■ Selected excerpt

__________

Stephen Colbert: Last week, the, uh, Congressional canker bloomed again. The Democrats hauled Alberto Gonzales away from fighting the War on Terror just to ask him a bunch of stupid questions about something that is none of their business: fighting the War on Terror. And get this: it was about detainees' so-called "rights". Listen, once the President declares you an enemy combatant, you don't have any rights. Read your Kafka.

Arlen Specter--Senator Arlen Specter said detainees have the right of habeas corpus--that means they can challenge their imprisonment in court. But Gonzales set him straight.

[clip, C-SPAN]
Alberto Gonzales: The fact that the Constitution--again, there is no express grant of habeas in the Constitution. There is a prohibition against taking it away--
Arlen Specter: Now wait a minute, wait a minute. The Constitution says you can't take it away, except in case of rebellion or invasion. Doesn't that mean you have the right of habeas corpus?
AG: I meant by that comment the Constitution doesn't say every individual in the United States or every citizen is hereby granted or assured the right to habeas--it doesn't say that.
[end clip]

SC: You can't fight that logic. You can only make it the subject of tonight's Word: exact words.

  • Exact Words


I'm no fan of lawyers or their lawyer talk.

  • Like "Restraining Order"


I hated to see Clinton try to hide behind "depends on what the definition of 'is' is" to get away with that hummer. It's that kind of slick wordplay that got him impeached.

__________

■ Dataset extract
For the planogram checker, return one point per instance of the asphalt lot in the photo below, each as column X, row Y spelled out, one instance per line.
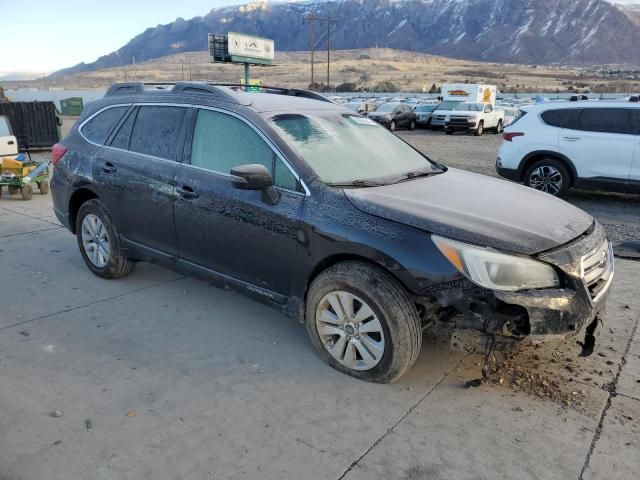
column 178, row 379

__________

■ Work to be completed
Decide whether each statement agrees with the transcript and support each yes or no with the deciding words quoted from it.
1. Gonzales says the Constitution contains no express grant of habeas.
2. Specter says the Constitution allows habeas to be taken away only in case of rebellion or invasion.
3. The host says he is a fan of lawyers.
The material placed after the transcript is separate from it.

■ The output
1. Yes: "there is no express grant of habeas in the Constitution."
2. Yes: "The Constitution says you can't take it away, except in case of rebellion or invasion."
3. No: "I'm no fan of lawyers or their lawyer talk."